### [Goal of the exercise]
Render the listing below as a JSON list of strings, one string per line, leaving out any blank lines.

### [Information given]

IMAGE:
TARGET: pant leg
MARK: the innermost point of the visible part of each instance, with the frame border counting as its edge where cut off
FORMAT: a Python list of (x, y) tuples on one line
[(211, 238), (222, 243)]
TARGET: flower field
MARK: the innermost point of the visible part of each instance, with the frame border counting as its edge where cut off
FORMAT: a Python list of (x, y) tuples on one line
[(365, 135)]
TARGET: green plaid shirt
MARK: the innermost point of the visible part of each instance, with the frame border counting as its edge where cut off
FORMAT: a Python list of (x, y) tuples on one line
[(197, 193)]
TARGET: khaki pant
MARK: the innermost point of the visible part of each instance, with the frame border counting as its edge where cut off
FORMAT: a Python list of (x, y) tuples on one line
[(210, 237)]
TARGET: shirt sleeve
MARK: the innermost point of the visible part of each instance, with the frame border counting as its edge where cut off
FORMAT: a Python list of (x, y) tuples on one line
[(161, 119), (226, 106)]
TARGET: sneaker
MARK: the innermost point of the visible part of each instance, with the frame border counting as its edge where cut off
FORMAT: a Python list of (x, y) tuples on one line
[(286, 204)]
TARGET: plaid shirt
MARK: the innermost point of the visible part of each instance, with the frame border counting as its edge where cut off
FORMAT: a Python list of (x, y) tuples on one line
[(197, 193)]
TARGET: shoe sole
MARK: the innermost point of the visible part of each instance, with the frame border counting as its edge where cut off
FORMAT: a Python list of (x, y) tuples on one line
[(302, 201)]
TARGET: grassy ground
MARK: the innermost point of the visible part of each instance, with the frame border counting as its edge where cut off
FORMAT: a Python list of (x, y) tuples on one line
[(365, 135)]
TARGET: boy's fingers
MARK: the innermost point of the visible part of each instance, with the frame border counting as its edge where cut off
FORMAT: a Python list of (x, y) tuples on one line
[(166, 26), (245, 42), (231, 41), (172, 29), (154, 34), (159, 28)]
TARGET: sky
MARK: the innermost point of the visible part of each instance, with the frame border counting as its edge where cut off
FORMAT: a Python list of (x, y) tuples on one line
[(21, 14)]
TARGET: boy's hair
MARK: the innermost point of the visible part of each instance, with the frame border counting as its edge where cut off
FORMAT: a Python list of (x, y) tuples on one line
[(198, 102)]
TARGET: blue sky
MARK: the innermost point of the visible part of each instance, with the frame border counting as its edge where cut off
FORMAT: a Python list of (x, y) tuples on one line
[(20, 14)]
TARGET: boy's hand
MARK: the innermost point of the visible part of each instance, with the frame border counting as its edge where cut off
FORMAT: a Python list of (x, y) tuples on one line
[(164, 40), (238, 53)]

### [Correct answer]
[
  "IMAGE:",
  "TARGET: pant leg",
  "MARK: the innermost point of the visible part of each instance, with the frame border counting as its edge where cut off",
  "FORMAT: a Python list of (x, y) tuples on one line",
  "[(211, 238), (222, 243)]",
  "TARGET: flower field",
  "MARK: the innermost point of the visible part of each instance, with the frame border counting as its edge where cut off",
  "FORMAT: a Python list of (x, y) tuples on one line",
  "[(365, 135)]",
  "TARGET: green plaid shirt",
  "MARK: the innermost point of the visible part of each instance, with the frame border counting as its edge where cut off",
  "FORMAT: a Python list of (x, y) tuples on one line",
  "[(197, 193)]",
  "TARGET: khaki pant",
  "MARK: the innermost point of the visible part of each instance, with the frame border counting as its edge where cut off",
  "FORMAT: a Python list of (x, y) tuples on one line",
  "[(210, 237)]",
  "TARGET: shirt sleeve",
  "MARK: the innermost point of the visible part of each instance, with the frame border counting as its edge where cut off",
  "FORMAT: a Python list of (x, y) tuples on one line",
  "[(161, 119), (226, 106)]",
  "TARGET: sneaker",
  "MARK: the innermost point of the visible part of each instance, with the frame border counting as its edge where cut off",
  "FORMAT: a Python list of (x, y) tuples on one line",
  "[(286, 204)]",
  "TARGET: plaid shirt",
  "MARK: the innermost point of the visible part of each instance, with the frame border counting as its edge where cut off",
  "FORMAT: a Python list of (x, y) tuples on one line",
  "[(197, 193)]",
  "TARGET: shoe sole",
  "MARK: the innermost point of the visible part of each instance, with the frame border counting as its edge where cut off",
  "FORMAT: a Python list of (x, y) tuples on one line",
  "[(302, 201)]",
  "TARGET: grassy ground",
  "MARK: the innermost point of the visible part of each instance, with the frame border counting as its edge where cut off",
  "FORMAT: a Python list of (x, y) tuples on one line",
  "[(365, 135)]",
  "TARGET: boy's fingers",
  "MARK: the innermost point of the visible part of each instance, with the frame border counting as its edge where cut off",
  "FORMAT: a Python list of (x, y) tuples on one line",
  "[(166, 26), (245, 42), (231, 41), (172, 29), (154, 34), (159, 28)]",
  "TARGET: sky",
  "MARK: the innermost point of the visible part of each instance, with the frame border counting as its edge where cut off",
  "FORMAT: a Python list of (x, y) tuples on one line",
  "[(21, 14)]",
  "TARGET: boy's hair",
  "MARK: the innermost point of the visible part of each instance, with the frame border counting as its edge where cut off",
  "FORMAT: a Python list of (x, y) tuples on one line",
  "[(198, 102)]",
  "TARGET: blue sky",
  "MARK: the innermost point of the visible part of each instance, with the frame border counting as its edge where cut off",
  "FORMAT: a Python list of (x, y) tuples on one line",
  "[(20, 14)]",
  "TARGET: boy's hand",
  "MARK: the innermost point of the visible part of each instance, with the frame border counting as its edge where cut off",
  "FORMAT: a Python list of (x, y) tuples on one line",
  "[(164, 40), (238, 53)]"
]